| Aim of the task |
Write out all of the items below again, swapping every "Pins" for "Marks" and leaving everything else the same.

▬▬▬▬▬▬

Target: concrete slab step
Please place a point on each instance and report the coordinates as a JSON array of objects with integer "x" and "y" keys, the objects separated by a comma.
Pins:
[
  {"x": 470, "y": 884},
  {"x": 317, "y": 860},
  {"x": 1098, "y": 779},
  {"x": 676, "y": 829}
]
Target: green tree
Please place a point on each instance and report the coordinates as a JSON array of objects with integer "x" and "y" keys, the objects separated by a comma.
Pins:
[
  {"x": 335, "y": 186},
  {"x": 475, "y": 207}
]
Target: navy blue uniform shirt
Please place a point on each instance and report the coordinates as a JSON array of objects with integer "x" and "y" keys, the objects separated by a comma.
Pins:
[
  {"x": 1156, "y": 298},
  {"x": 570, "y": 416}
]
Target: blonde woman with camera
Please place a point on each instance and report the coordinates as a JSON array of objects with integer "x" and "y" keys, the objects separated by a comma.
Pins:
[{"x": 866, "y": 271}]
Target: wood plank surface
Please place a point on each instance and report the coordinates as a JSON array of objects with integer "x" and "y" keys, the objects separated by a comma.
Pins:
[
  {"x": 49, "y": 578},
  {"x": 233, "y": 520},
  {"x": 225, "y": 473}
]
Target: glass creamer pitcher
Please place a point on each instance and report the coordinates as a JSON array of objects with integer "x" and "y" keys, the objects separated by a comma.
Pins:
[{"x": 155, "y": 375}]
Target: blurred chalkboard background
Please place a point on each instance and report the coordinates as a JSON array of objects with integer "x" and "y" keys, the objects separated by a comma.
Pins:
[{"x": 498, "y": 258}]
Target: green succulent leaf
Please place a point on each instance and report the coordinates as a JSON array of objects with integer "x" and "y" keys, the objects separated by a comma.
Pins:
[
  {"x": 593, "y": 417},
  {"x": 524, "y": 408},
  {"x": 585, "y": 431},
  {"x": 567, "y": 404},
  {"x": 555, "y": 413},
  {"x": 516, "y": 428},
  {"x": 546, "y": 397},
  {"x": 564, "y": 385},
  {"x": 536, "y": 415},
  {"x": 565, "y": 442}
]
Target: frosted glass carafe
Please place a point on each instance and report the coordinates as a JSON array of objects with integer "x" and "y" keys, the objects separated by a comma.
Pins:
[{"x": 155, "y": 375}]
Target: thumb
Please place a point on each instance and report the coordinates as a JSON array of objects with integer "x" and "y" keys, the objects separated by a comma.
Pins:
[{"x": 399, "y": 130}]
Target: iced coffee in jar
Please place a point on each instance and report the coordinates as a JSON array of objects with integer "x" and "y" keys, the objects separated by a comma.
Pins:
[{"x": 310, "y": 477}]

▬▬▬▬▬▬

| Completed task |
Target: concrete slab step
Please place a point on each instance and report the coordinates as a JSON array of objects with integer "x" and "y" keys, the objects separated by a comma.
Marks:
[
  {"x": 470, "y": 884},
  {"x": 317, "y": 860},
  {"x": 1098, "y": 779},
  {"x": 676, "y": 829}
]
Target: green tree
Please place a point on each instance and report the coordinates as a JSON array of objects with integer "x" and "y" keys, the objects separated by a comma.
Marks:
[
  {"x": 335, "y": 186},
  {"x": 475, "y": 207}
]
Target: navy blue uniform shirt
Please place a point on each instance and report the coordinates as a JSON array of objects with integer "x" and "y" keys, the objects separated by a comma.
Marks:
[
  {"x": 1156, "y": 298},
  {"x": 570, "y": 416}
]
Target: blonde woman with camera
Please place a point on each instance and report the coordinates as a JSON array of objects with integer "x" and "y" keys, the objects separated by a comma.
Marks:
[{"x": 866, "y": 271}]
Target: wood plank surface
Please place a point on each instance and report the coordinates as a JSON array of objects with integer "x" and "y" keys, the objects separated by a comma.
Marks:
[
  {"x": 49, "y": 578},
  {"x": 233, "y": 520},
  {"x": 225, "y": 473}
]
Target: glass creamer pitcher
Please place a point on each instance and report the coordinates as a JSON array of objects with integer "x" and "y" keys, the objects separated by a comma.
Marks:
[{"x": 155, "y": 375}]
Target: blurred chalkboard background
Please place a point on each instance and report the coordinates as a JSON array of objects with integer "x" and "y" keys, the objects separated by a comma.
Marks:
[{"x": 498, "y": 258}]
Target: green succulent leaf
Please place a point on each instance and report the coordinates as a JSON array of objects with integer "x" and "y" keys, the objects separated by a comma.
Marks:
[
  {"x": 593, "y": 417},
  {"x": 524, "y": 408},
  {"x": 585, "y": 431},
  {"x": 567, "y": 404},
  {"x": 555, "y": 413},
  {"x": 516, "y": 428},
  {"x": 546, "y": 397},
  {"x": 564, "y": 385},
  {"x": 536, "y": 415},
  {"x": 565, "y": 442}
]
Target: frosted glass carafe
Please place a point on each instance and report the coordinates as a JSON array of objects with integer "x" and "y" keys, the objects separated by a comma.
Marks:
[{"x": 155, "y": 375}]
Target: thumb
Please place a point on each instance and report the coordinates as a JSON array of objects with integer "x" and "y" keys, the objects separated by a comma.
Marks:
[{"x": 399, "y": 130}]
Target: iced coffee in jar
Please place a point on each instance and report the coordinates as a JSON array of objects with integer "x" and "y" keys, the objects separated by a comma.
Marks:
[{"x": 310, "y": 477}]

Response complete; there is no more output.